▸ Supplied data
════════════════

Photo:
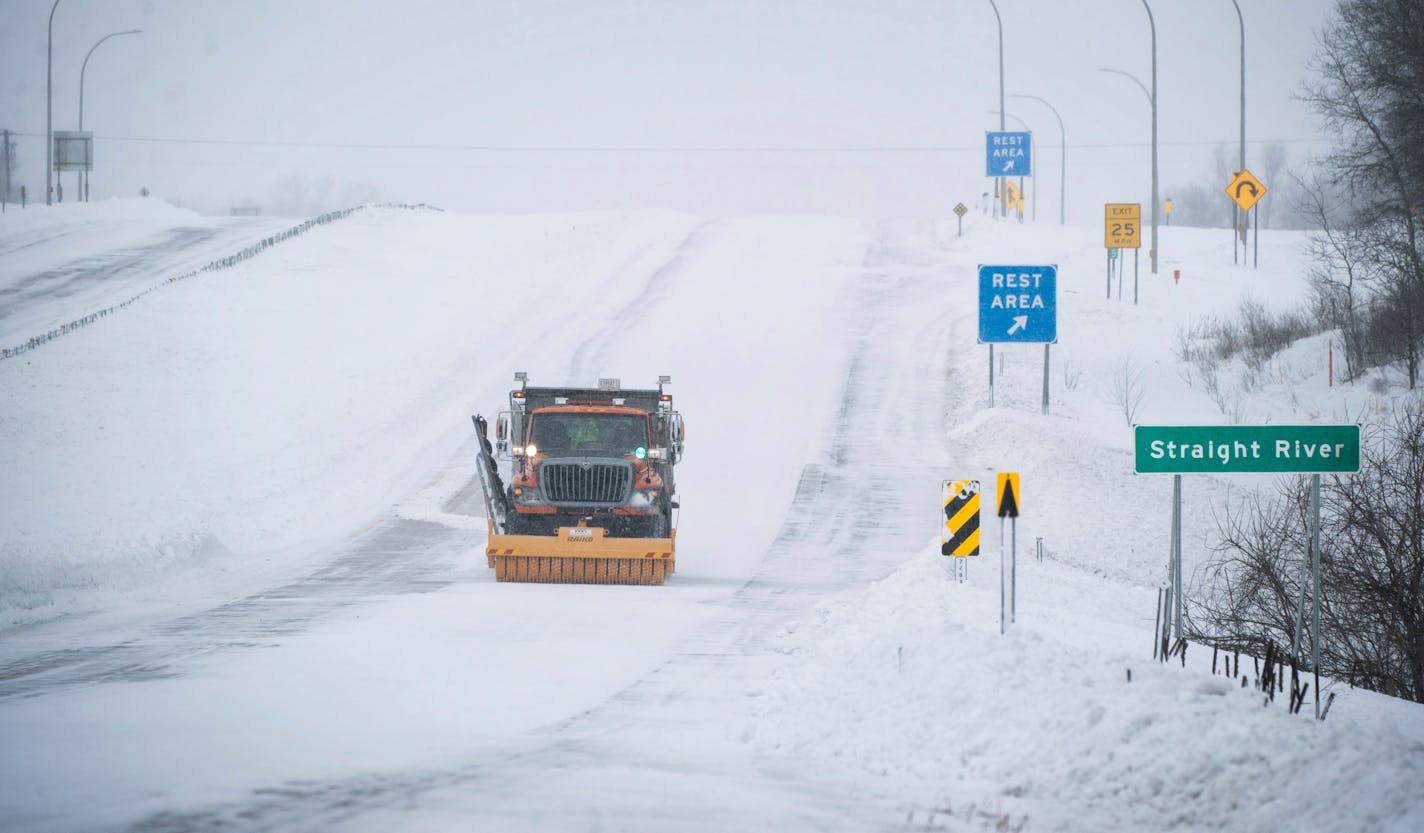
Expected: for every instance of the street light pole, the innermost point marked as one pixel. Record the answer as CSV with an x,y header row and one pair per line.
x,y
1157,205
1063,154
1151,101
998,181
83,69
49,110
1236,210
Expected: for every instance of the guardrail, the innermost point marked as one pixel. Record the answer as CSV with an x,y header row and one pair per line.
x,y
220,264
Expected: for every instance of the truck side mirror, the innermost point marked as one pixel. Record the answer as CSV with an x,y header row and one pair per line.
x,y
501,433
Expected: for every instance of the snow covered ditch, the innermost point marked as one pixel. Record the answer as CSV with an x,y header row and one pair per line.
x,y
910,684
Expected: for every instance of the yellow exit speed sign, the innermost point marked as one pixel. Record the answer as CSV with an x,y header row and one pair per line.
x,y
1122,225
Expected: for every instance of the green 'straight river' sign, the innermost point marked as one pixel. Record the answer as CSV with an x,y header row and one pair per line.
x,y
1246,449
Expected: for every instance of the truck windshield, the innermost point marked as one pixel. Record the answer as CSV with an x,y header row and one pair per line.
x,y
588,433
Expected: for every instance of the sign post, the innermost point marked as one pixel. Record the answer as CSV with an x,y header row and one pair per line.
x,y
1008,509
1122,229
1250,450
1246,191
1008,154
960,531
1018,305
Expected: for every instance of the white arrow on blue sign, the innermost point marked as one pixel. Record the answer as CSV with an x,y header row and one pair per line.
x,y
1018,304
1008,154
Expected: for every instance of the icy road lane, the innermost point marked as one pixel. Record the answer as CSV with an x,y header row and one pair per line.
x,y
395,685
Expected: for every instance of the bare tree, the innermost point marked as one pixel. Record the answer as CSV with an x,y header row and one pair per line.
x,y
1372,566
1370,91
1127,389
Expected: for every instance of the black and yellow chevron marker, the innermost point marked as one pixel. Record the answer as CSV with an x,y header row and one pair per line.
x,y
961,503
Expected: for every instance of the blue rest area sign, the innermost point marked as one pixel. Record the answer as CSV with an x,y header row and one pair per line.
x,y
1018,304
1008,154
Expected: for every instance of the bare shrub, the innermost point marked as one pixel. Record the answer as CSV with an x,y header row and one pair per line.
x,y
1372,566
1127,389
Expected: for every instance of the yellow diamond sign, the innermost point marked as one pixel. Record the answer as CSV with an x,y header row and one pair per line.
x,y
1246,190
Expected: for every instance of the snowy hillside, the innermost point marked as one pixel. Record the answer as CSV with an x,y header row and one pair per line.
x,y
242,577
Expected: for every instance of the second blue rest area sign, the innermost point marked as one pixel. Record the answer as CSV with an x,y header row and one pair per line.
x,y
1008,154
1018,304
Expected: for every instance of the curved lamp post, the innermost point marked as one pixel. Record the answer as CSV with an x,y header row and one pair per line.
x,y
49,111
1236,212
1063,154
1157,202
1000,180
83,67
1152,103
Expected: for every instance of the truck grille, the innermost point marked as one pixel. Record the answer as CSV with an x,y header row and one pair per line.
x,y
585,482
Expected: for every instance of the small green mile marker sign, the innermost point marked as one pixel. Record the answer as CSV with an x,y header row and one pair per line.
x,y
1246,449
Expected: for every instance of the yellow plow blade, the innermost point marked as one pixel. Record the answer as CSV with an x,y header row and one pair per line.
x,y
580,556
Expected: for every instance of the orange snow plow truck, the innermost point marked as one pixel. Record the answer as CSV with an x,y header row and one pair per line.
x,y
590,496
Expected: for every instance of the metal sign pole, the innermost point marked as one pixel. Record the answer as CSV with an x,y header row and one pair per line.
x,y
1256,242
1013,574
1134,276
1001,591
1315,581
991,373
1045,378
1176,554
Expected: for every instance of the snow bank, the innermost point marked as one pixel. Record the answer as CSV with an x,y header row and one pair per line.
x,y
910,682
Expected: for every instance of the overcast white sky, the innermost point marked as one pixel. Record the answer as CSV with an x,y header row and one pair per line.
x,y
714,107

════════════════

▸ Aim of the exercise
Give every line of the material, from the line containing "Expected: for every instance of the yellow plow" through the final line above, as a JSON list of strings. Use one string per line and leave out any blank lines.

▸ Result of this task
[
  "Expected: for every instance of the yellow plow blade, the innermost point marked as one pixel. Record the answer as CSV with an x,y header row and one pair per line.",
  "x,y",
  "580,556",
  "Expected: for every instance of the orange snow plow truck, the innermost point marked as one pixel. Record the answer as CSV with an x,y header row and one pair per line.",
  "x,y",
  "590,496",
  "Expected: for every instance of the metal sign pole, the innermost point marked as one pixel. Record the answer as CSV with an x,y header row and one pair per line.",
  "x,y",
  "1256,242",
  "1013,574",
  "1134,276",
  "1001,591",
  "1315,581",
  "991,373",
  "1045,378",
  "1176,554",
  "Expected: for every instance of the snow bank, the innermost point marked as one pixel. Record the answer as CSV with an x,y header row and one pair per line.",
  "x,y",
  "910,682",
  "Expected: for every instance of the overcast white sky, the innermost point marked as one pixel. Record the answer as CSV with an x,y header row and one pair per line.",
  "x,y",
  "714,107"
]